Work item
Extract every line of the items below verbatim, leaving out the pictures.

(Stored items)
+++

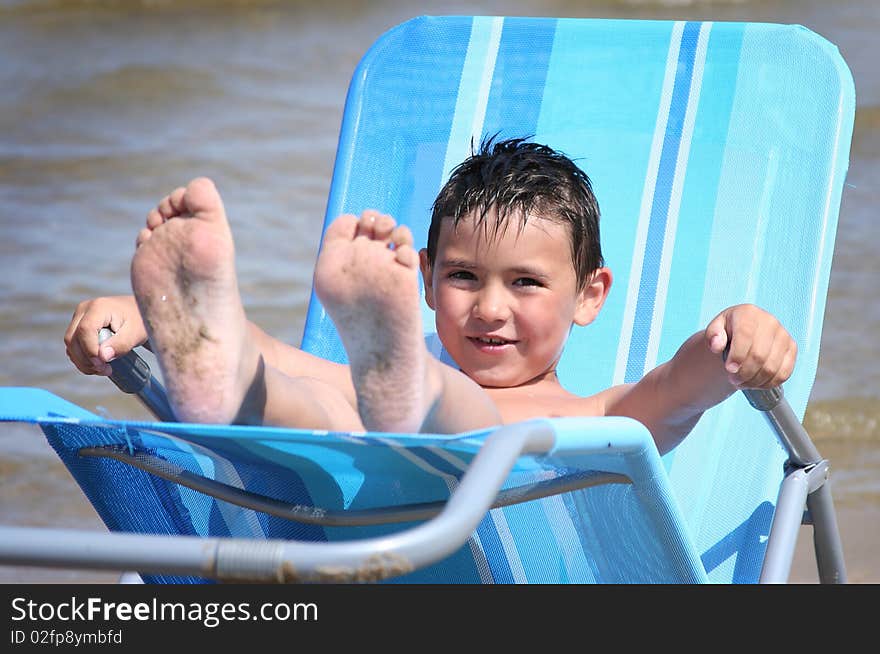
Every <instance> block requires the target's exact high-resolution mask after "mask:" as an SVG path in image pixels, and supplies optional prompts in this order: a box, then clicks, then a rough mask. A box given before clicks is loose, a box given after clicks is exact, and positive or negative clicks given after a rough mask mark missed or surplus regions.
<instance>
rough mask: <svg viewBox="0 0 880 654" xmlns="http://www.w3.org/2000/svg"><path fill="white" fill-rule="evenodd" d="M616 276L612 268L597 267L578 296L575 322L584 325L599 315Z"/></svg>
mask: <svg viewBox="0 0 880 654" xmlns="http://www.w3.org/2000/svg"><path fill="white" fill-rule="evenodd" d="M613 280H614V276H613V275H612V274H611V269H610V268H597V269H596V270H595V271H593V274H592V276H591V277H590V281H589V282H587V285H586V286H584V289H583V290H582V291H581V292H580V295H579V297H578V306H577V309H576V310H575V314H574V323H575V324H576V325H580V326H581V327H583V326H584V325H589V324H590V323H591V322H593V321H594V320H595V319H596V316H598V315H599V311H600V310H601V309H602V305H604V304H605V298H607V297H608V291H610V290H611V282H612V281H613Z"/></svg>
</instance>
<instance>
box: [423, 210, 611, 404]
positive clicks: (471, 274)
mask: <svg viewBox="0 0 880 654" xmlns="http://www.w3.org/2000/svg"><path fill="white" fill-rule="evenodd" d="M493 211H494V210H493ZM487 220H488V222H489V224H490V225H491V224H493V223H494V216H492V215H489V216H487ZM510 221H511V224H510V225H508V228H507V229H506V230H504V231H503V232H500V231H499V233H498V234H492V233H491V231H492V230H491V228H490V230H489V234H488V235H487V233H486V232H485V231H484V229H483V228H482V227H479V228H476V229H475V228H474V221H473V219H472V216H468V217H466V218H464V219H463V220H462V221H461V222H460V223H459V224H458V226H457V227H456V228H455V229H453V224H452V223H453V221H452V219H444V220H443V222H442V224H441V228H440V235H439V240H438V244H437V255H436V258H435V261H434V266H433V269H431V268H430V266H429V264H428V259H427V252H426V251H425V250H422V252H421V253H420V254H421V262H422V275H423V277H424V279H425V291H426V299H427V302H428V305H429V306H430V307H431V308H432V309H434V311H435V312H436V324H437V333H438V335H439V337H440V340H441V341H442V342H443V346H444V347H445V348H446V350H447V351H448V352H449V354H450V355H451V356H452V358H453V359H454V360H455V362H456V363H457V364H458V365H459V367H460V368H461V370H462V371H463V372H464V373H465V374H467V375H468V376H469V377H471V378H472V379H473V380H474V381H476V382H477V383H478V384H480V385H481V386H487V387H511V386H519V385H521V384H524V383H526V382H528V381H531V380H534V379H536V378H540V377H541V376H543V375H545V374H546V373H548V372H553V371H554V370H555V368H556V364H557V362H558V361H559V358H560V356H561V354H562V349H563V347H564V345H565V341H566V338H567V337H568V333H569V330H570V328H571V326H572V324H579V325H586V324H588V323H590V322H592V320H593V319H594V318H595V317H596V314H597V313H598V311H599V309H600V308H601V305H602V302H604V299H605V295H606V294H607V292H608V287H609V286H610V273H608V272H606V273H605V274H604V276H603V275H600V277H601V279H600V281H599V282H595V281H591V283H589V284H587V285H586V287H585V288H584V289H583V290H581V291H579V290H578V283H577V279H576V276H575V270H574V265H573V263H572V260H571V246H570V242H571V240H570V239H571V236H570V233H569V231H570V228H569V227H568V226H567V225H564V224H562V223H559V222H556V221H551V220H547V219H543V218H539V217H536V216H530V217H529V220H528V222H527V223H526V226H525V228H524V229H523V230H522V231H519V224H518V217H516V216H512V217H511V218H510ZM600 270H604V269H600Z"/></svg>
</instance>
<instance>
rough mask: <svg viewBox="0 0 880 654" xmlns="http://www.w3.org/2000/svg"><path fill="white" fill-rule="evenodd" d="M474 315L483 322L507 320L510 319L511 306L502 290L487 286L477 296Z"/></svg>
mask: <svg viewBox="0 0 880 654" xmlns="http://www.w3.org/2000/svg"><path fill="white" fill-rule="evenodd" d="M473 315H474V317H475V318H479V319H480V320H482V321H483V322H498V321H501V320H507V318H509V317H510V306H509V304H508V302H507V301H506V300H505V298H504V293H502V292H501V291H500V289H497V288H494V287H493V286H487V287H485V288H483V290H482V291H481V292H480V294H479V295H478V296H477V301H476V303H474V308H473Z"/></svg>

+++

Exercise answer
Every <instance> block requires the target's exact high-resolution mask after "mask:" as an SVG path in image pixels, and supplies optional prompts in this order: a box, then clicks, then a rough mask. A box given before clicks is loose, a box given after clicks is exact, and positive or negative clicks given after a rough mask mark missed or surplus regions.
<instance>
rough mask: <svg viewBox="0 0 880 654" xmlns="http://www.w3.org/2000/svg"><path fill="white" fill-rule="evenodd" d="M616 276L612 268L597 267L578 296L575 322L584 325L599 315Z"/></svg>
mask: <svg viewBox="0 0 880 654" xmlns="http://www.w3.org/2000/svg"><path fill="white" fill-rule="evenodd" d="M613 280H614V276H613V275H612V274H611V269H610V268H597V269H596V270H595V271H593V274H592V276H591V277H590V281H589V282H587V285H586V286H584V289H583V290H582V291H581V292H580V295H579V297H578V306H577V309H576V310H575V314H574V323H575V324H576V325H580V326H581V327H583V326H584V325H589V324H590V323H591V322H593V321H594V320H595V319H596V316H598V315H599V311H600V310H601V309H602V305H604V304H605V298H607V297H608V291H610V290H611V282H612V281H613Z"/></svg>
</instance>
<instance>
box: [423, 210, 611, 404]
positive clicks: (471, 274)
mask: <svg viewBox="0 0 880 654" xmlns="http://www.w3.org/2000/svg"><path fill="white" fill-rule="evenodd" d="M493 211H494V210H493ZM487 220H488V222H489V224H490V225H491V224H493V223H494V216H492V215H489V216H487ZM510 221H511V224H510V225H508V228H507V229H506V230H504V231H503V232H500V231H499V233H498V234H492V233H491V231H492V230H491V228H490V230H489V234H488V235H487V233H486V232H485V231H484V229H483V228H482V227H479V228H476V229H475V228H474V221H473V219H472V216H468V217H466V218H464V219H463V220H462V221H461V222H460V223H459V224H458V226H457V227H456V228H455V229H453V224H452V223H453V221H452V219H444V220H443V222H442V224H441V228H440V235H439V240H438V244H437V255H436V258H435V261H434V266H433V269H431V268H430V266H429V264H428V259H427V252H426V251H425V250H422V252H421V253H420V254H421V262H422V275H423V277H424V279H425V291H426V299H427V302H428V305H429V306H430V307H431V308H432V309H434V311H435V312H436V324H437V333H438V335H439V337H440V340H441V341H442V342H443V346H444V347H445V348H446V350H447V351H448V352H449V354H450V355H451V356H452V358H453V359H454V360H455V362H456V363H457V364H458V365H459V367H460V368H461V370H462V371H463V372H464V373H465V374H467V375H468V376H469V377H471V378H472V379H473V380H474V381H476V382H477V383H478V384H480V385H481V386H487V387H511V386H519V385H521V384H524V383H526V382H528V381H531V380H534V379H536V378H540V377H541V376H543V375H545V374H546V373H548V372H553V371H554V370H555V368H556V364H557V362H558V361H559V358H560V356H561V354H562V349H563V347H564V345H565V341H566V338H567V337H568V333H569V330H570V328H571V326H572V324H579V325H586V324H588V323H590V322H592V320H593V319H594V318H595V317H596V314H597V313H598V311H599V309H600V308H601V305H602V302H604V299H605V295H606V294H607V292H608V287H609V286H610V273H608V272H606V273H605V274H604V276H603V275H600V277H601V279H600V281H599V282H595V281H591V283H589V284H587V285H586V287H585V288H584V289H583V290H581V291H579V290H578V283H577V279H576V276H575V270H574V265H573V263H572V260H571V246H570V242H571V240H570V239H571V236H570V233H569V231H570V228H569V227H568V226H567V225H564V224H562V223H559V222H556V221H551V220H547V219H543V218H539V217H536V216H530V217H529V220H528V222H527V223H526V226H525V228H524V229H523V230H522V231H519V224H518V217H516V216H512V217H511V218H510ZM600 270H604V269H600Z"/></svg>
</instance>
<instance>
rough mask: <svg viewBox="0 0 880 654" xmlns="http://www.w3.org/2000/svg"><path fill="white" fill-rule="evenodd" d="M474 315L483 322L507 320L510 319L511 306L502 290L487 286L477 296Z"/></svg>
mask: <svg viewBox="0 0 880 654" xmlns="http://www.w3.org/2000/svg"><path fill="white" fill-rule="evenodd" d="M473 315H474V317H475V318H479V319H480V320H482V321H483V322H498V321H501V320H507V318H509V317H510V306H509V304H508V302H507V301H506V300H505V298H504V293H502V292H501V291H500V289H497V288H494V287H493V286H487V287H485V288H483V290H482V291H481V292H480V294H479V295H478V296H477V301H476V303H474V308H473Z"/></svg>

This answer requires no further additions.